# Task requirements:
Collect every line of the entries below that contains the word "above", copying each such line in full.

# Supplied material:
========================================================================

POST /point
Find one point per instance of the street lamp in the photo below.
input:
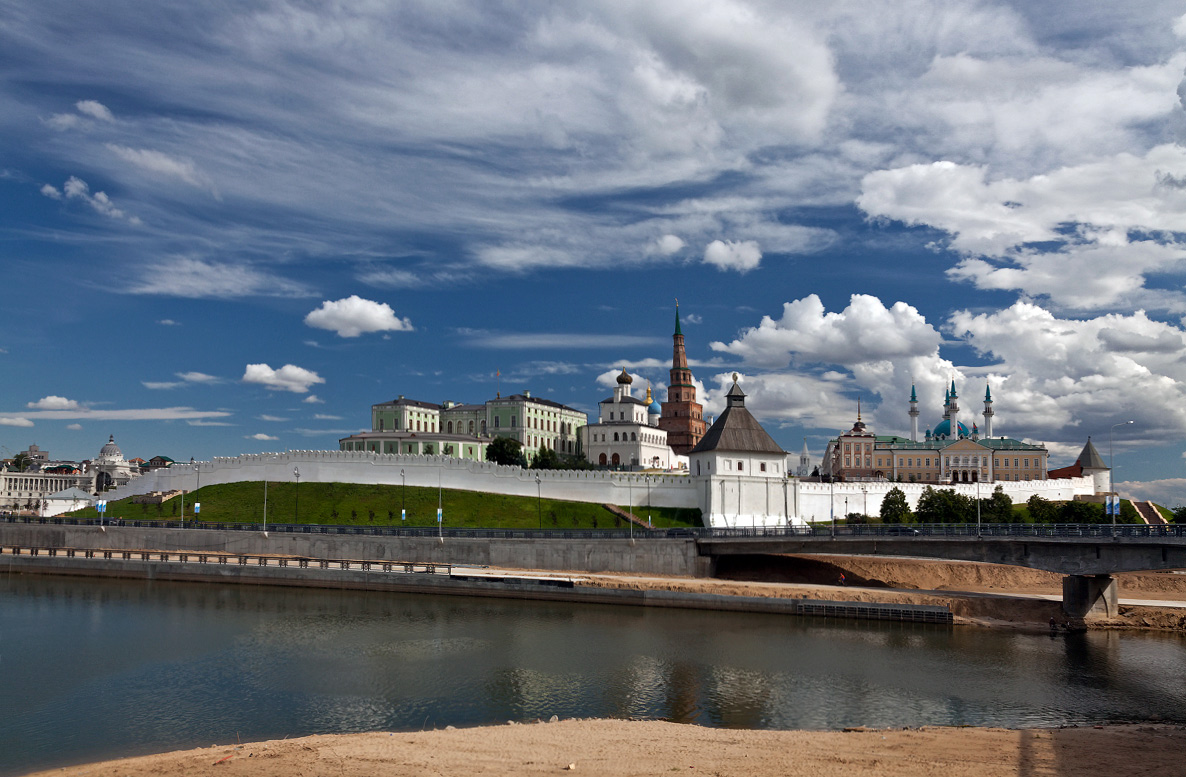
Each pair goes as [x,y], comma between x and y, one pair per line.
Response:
[297,507]
[648,478]
[1111,471]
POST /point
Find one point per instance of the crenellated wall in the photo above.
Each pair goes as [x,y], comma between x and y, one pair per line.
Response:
[764,502]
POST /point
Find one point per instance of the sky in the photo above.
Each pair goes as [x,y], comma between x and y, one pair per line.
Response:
[233,227]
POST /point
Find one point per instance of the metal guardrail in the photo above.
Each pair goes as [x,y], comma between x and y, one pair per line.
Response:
[233,559]
[1120,530]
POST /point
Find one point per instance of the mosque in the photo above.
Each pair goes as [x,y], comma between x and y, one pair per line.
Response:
[949,453]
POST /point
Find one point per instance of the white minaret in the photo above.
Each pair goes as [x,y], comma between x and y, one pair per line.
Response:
[988,412]
[913,414]
[955,412]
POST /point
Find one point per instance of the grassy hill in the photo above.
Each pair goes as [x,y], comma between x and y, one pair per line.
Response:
[357,504]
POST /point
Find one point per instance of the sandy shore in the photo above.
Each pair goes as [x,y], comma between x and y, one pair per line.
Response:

========================================================================

# Solution to the problem:
Find one point per instance of the crenellated wall in the photo above.
Find one point per instance of the sky in the photo above.
Find one point per instance of the metal guardrail in the photo above.
Find one point per instance of the mosque in the photo above.
Find one point per instance of the white minaret in the photo above.
Find one point per instance of the grassy hill in the photo above.
Find one point per instance of the sandy shore in the photo above.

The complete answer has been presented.